Document section:
Off to visit a friend in Henningsvaer, Lofoten for two weeks in July. I plan on getting out climbing for the most of the trip. 

is there any particular climbs/gear/attractions anyone recommends I do/bring/visit while I am there?

Many thanks, 

Luke 

 

 
David Barlow - on 11 Apr 2018
In reply to Luke Reader:

Just work your way through the top 50 in rockfax!

d_b on 11 Apr 2018
In reply to Luke Reader:

The climbing is mostly outstanding if the weather cooperates.  It might be a bit easy for you but Bare Blabaer is probably the best slabby multi pitch VS I have climbed anywhere.

If you have a car then it is easy to get to the Stetind/Narvik area with a ferry trip and an hour or so on the road - wild mountains and just far enough to get different weather.

If the weather is horrible then you can do worse than visit the viking museum and longhouse at Borg.

bandit12 - on 11 Apr 2018
In reply to David Barlow:

He might have a job, at least two are incorrectly marked in the new guidebook!

bandit12 - on 11 Apr 2018
In reply to Luke Reader:

Great fishing and the fishing village "museum" at Å good for a rainy day. Must do route Vestpillaren Direct on Presten.

Chris Craggs - on 11 Apr 2018
In reply to bandit12:

> He might have a job, at least two are incorrectly marked in the new guidebook!

Instruction a: Select each line of the records below that contains the word "green".

Record excerpts:

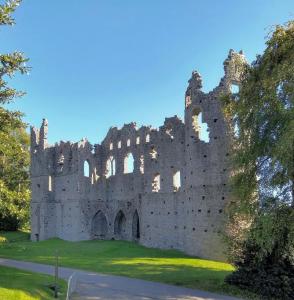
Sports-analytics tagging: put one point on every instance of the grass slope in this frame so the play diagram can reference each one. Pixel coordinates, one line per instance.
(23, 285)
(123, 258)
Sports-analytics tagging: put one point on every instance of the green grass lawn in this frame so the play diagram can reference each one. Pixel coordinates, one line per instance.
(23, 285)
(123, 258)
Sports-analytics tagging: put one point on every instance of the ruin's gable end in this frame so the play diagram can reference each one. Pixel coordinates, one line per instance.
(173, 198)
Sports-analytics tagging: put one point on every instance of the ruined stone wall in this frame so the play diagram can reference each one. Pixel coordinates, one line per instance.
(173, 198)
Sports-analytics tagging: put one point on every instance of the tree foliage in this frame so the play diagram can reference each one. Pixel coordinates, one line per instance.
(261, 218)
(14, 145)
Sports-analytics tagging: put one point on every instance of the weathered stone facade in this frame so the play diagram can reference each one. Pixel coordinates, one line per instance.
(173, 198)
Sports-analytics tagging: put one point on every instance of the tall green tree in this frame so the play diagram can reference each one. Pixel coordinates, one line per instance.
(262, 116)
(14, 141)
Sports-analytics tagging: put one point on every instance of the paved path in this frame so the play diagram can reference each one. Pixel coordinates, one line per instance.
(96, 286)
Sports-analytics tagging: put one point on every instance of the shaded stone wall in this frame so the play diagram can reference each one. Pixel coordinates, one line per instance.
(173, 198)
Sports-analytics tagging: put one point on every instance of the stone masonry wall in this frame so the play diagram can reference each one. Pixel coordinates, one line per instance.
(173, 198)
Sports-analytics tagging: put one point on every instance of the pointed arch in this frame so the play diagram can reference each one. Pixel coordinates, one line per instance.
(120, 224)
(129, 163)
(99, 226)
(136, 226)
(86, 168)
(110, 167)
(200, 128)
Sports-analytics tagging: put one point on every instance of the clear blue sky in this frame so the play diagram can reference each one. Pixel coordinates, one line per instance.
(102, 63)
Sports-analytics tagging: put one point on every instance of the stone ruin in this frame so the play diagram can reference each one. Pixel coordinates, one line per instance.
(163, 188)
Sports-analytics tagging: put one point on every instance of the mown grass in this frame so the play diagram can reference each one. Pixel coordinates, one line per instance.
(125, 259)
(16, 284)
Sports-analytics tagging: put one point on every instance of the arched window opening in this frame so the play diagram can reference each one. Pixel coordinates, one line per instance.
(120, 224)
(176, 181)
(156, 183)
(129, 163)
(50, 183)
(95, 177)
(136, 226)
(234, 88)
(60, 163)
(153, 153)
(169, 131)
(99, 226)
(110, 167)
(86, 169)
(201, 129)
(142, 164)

--

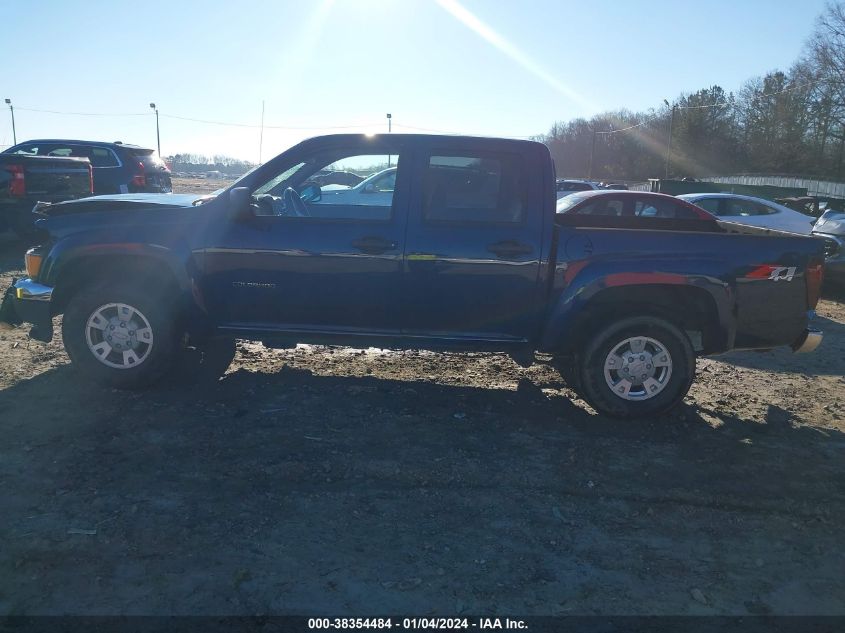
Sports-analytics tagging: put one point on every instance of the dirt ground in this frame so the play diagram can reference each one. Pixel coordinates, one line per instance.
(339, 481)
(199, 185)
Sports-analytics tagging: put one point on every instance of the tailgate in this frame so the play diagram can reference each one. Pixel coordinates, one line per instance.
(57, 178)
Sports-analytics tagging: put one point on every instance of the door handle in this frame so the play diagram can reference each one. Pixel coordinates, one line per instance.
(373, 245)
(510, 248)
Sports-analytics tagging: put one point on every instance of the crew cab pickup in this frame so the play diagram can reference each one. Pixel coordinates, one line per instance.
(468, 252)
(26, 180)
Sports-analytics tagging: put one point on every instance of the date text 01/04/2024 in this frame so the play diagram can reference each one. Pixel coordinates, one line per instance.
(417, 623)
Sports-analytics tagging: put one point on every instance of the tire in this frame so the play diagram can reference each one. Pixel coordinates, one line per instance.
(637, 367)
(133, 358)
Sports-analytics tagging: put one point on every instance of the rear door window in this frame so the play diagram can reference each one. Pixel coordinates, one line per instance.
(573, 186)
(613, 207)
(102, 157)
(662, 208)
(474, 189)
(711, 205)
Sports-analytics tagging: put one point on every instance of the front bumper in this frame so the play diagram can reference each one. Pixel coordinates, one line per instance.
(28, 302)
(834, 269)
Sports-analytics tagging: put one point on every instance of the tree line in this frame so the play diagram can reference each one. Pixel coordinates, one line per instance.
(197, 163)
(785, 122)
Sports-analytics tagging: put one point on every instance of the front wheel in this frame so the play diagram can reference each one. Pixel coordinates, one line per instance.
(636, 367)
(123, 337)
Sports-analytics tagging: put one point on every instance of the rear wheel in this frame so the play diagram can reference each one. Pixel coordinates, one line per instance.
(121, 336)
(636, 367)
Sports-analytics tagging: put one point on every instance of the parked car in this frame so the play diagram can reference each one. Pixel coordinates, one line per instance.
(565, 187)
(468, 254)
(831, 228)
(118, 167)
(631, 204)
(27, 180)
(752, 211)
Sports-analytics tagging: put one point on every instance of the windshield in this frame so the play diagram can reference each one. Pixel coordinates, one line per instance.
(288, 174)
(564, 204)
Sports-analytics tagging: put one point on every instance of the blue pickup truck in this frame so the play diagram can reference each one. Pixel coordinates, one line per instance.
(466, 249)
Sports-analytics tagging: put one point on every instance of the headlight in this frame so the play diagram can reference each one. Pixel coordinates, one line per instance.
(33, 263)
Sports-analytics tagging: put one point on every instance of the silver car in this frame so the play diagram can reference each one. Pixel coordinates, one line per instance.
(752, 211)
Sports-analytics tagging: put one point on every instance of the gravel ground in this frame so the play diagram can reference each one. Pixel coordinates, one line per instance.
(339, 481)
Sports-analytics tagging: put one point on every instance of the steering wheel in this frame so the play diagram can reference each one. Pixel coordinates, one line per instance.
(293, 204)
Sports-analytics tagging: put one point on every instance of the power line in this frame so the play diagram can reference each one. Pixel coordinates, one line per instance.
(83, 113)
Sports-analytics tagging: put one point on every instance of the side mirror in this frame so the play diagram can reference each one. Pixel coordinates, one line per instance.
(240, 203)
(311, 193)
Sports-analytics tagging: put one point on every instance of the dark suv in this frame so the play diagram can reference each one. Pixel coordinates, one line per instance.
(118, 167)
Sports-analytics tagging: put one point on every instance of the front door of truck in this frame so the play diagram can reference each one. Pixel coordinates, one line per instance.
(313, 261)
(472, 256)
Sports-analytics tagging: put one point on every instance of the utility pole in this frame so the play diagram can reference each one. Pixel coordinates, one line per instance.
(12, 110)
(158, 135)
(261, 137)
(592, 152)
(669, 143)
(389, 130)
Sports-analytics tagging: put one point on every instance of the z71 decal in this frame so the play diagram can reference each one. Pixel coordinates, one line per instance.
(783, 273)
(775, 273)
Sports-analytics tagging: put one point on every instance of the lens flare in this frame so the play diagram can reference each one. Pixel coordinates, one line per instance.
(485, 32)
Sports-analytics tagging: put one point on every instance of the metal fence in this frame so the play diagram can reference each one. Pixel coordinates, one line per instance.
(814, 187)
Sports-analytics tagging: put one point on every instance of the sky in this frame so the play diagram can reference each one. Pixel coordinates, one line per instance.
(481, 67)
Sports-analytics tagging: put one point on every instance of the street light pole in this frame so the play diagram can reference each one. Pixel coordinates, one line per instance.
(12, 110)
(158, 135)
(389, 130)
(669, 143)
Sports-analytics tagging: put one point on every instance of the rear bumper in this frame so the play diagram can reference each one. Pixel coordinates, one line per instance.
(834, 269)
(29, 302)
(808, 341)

* * *

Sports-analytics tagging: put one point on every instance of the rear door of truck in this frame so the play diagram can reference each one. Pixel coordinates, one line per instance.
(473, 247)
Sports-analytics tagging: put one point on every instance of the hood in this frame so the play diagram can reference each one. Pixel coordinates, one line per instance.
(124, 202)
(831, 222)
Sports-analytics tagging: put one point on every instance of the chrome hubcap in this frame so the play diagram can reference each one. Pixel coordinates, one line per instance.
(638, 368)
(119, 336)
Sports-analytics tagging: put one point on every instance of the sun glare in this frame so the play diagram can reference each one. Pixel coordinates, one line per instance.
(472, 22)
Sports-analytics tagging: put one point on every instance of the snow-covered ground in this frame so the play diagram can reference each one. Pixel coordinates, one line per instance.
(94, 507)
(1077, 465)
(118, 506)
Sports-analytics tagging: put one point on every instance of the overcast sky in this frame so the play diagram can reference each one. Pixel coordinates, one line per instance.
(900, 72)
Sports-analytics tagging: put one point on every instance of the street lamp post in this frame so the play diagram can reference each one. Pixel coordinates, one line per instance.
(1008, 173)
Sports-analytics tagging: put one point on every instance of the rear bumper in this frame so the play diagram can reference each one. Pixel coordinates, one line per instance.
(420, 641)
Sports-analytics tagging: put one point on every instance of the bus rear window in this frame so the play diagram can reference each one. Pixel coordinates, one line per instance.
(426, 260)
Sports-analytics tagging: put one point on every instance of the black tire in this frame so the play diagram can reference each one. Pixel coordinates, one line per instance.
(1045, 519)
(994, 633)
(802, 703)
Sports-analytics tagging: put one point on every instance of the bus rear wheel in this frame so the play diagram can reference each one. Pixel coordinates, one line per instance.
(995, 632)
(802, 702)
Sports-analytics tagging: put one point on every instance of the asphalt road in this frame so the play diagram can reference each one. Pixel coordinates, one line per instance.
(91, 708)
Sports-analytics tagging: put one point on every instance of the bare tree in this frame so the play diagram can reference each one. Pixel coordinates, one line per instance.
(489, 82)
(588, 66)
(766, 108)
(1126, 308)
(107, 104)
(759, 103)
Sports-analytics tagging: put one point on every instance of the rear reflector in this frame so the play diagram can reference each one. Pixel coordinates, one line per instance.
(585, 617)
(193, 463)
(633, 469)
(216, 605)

Instruction b: Extend the forum thread about climbing in Lofoten, picking up after its final line.

Task result a:
Sports-analytics tagging: put one point on every instance of the green grass lawn in this frame so the play diagram can reference each one. Pixel coordinates, one line per instance.
Sports-analytics tagging: put one point on every instance of the tall green tree in this frame so the play diagram can reference each one. Pixel coordinates, one line per instance.

Task result b:
Hi there,

can you expand on this please - 'incorrectly marked' in what way?

Cheers

 

Chris

Post edited at 20:23
bandit12 - on 12 Apr 2018
In reply to Chris Craggs:

Hi Chris, currently in Spain so not got the guidebook to hand to give absolute specifics. We ordered the new guidebook just prior to our Scandinavian trip last year, as we've come to expect, a very nice looking (if rather expensive) Rockfax publication. Poring though the guidebook prior to departure we soon came across a number of typos, but the odd one or two can be forgiven in a guidebook of this size. Later, in Lofoten it didn't take long before more typos and errors became apparent...... It became a bit of a joke as we seemed to find something on just about every crag we climbed, we debated if this was a draft version that had somehow made its way to the printers rather than the final but in the end decided it was probably just insufficient proof reading and trying to meet a deadline for the printers so as not to miss that seasons climbing trips. Either way not really acceptable....

Anyway the two specifics, one on Gandalf crag, where the route has from memory been identified on the topo as being the route to its left. This caused two separate parties confusion in the short time we were there, one who thought they had previously done the route but not according to the new guidebook and another who started up the incorrect route, which has a much bolder start.

The other notable was on Svolvaer where something has obviously gone wrong in the topo lines/number markings.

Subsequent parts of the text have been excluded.